● Okuma metni:
══════════════════════════════

Yunan iftirasına bilimsel tepki


Yunanistan'da gösterilen ve İzmir'i Türklerin yaktığını iddia eden belgesele bilim dünyasından sert tepki geldi

ŞAFAK İNCE (HABER MERKEZİ)
Atina'da "Kozmopolit İzmir'in yok oluşu" adlı sergide gösterilen ve İzmir'i Yunan işgalinden kurtalışı sırasında Türklerin yaktığı görüşünün tekrar gündeme getirildiği belgesel büyük tepki çekti. Yunanlıların ortaya hiçbir yeni belge koymadığını söyleyen tarihçiler, "Bu büyük bir yalan" dedi. Tarihçiler, belgeleri geleceğe aktarmak için İzmir'e mutlaka "yangın müzesi" kurulması gerektiğini söyledi.

══════════════════════════════

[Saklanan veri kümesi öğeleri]
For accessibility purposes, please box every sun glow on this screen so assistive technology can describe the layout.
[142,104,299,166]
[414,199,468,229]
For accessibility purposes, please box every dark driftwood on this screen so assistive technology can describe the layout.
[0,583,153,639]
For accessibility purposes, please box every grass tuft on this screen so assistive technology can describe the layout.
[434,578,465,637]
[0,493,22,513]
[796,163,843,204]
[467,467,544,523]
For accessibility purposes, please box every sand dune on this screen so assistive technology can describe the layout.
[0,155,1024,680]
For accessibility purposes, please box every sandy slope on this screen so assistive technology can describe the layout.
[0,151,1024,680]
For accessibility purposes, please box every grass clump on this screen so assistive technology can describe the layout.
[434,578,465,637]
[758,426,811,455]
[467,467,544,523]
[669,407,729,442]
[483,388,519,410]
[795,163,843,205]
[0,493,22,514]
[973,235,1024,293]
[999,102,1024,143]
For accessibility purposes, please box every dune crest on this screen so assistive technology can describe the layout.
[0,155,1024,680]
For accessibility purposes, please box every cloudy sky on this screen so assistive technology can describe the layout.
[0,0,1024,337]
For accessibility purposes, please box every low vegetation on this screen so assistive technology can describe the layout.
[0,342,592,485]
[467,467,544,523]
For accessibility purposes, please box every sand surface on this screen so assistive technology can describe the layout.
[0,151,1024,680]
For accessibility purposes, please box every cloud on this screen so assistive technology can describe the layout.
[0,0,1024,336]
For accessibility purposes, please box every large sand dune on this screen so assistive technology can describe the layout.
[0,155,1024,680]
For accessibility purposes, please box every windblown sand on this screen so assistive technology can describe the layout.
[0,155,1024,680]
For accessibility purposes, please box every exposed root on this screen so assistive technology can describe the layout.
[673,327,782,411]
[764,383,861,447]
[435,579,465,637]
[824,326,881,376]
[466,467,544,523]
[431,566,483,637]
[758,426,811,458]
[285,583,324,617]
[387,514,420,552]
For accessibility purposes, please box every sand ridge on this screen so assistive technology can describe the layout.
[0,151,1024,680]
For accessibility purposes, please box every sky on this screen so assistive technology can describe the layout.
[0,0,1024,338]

══════════════════════════════

● Görevler:
a: Listenin başından "[414,199,468,229]" ifadesini içeren satıra kadar uzanan kısmı, iki uç da dahil olmak üzere, "girdi" ve "cikti" sütunlarından oluşan bir CSV olarak ver. Her girdi ile yanıtı tek satırda, ayrı ayrı tırnak içine alınmış alanlarda yer alsın; satır sonları boşluğa dönüştürülsün.
b: İzmir belgeseli haberini kaldığı yerden devam ettir.
İzmir belgeseli haberi ile liste birbirinden bağımsızdır.

● Sıralı sonuçlar:
a:
girdi,cikti
"For accessibility purposes, please box every sun glow on this screen so assistive technology can describe the layout.","[142,104,299,166] [414,199,468,229]"

b:
ASILSIZ İDDİALAR

Atina'nın merkezindeki Emmanuil Benaki Müzesi'nde "Kozmopolit İzmir'in yok oluşu" adıyla açılan sergide Robert Davidian'ın, kendisi gibi yapımcı olan Maria Iliou ve tarih danışmanı Alexander Kitroeff eşliğinde hazırladığı 1.5 saatlik belgeselde İzmir'i Türklerin yaktığı öne sürüldü.
1900-1922 yılları arasındaki İzmir'in yakın tarihi anlatıldığı belgeselde, Türk ordusunun, bozguna uğrayan Yunan ordusunun, İzmir'e doğru geri çekilmeye başladığında, önüne gelen köy ve kasabaları yaktığı, İzmir yangınını ise kente giren Türk askerlerin çıkarttığı iddia edildi.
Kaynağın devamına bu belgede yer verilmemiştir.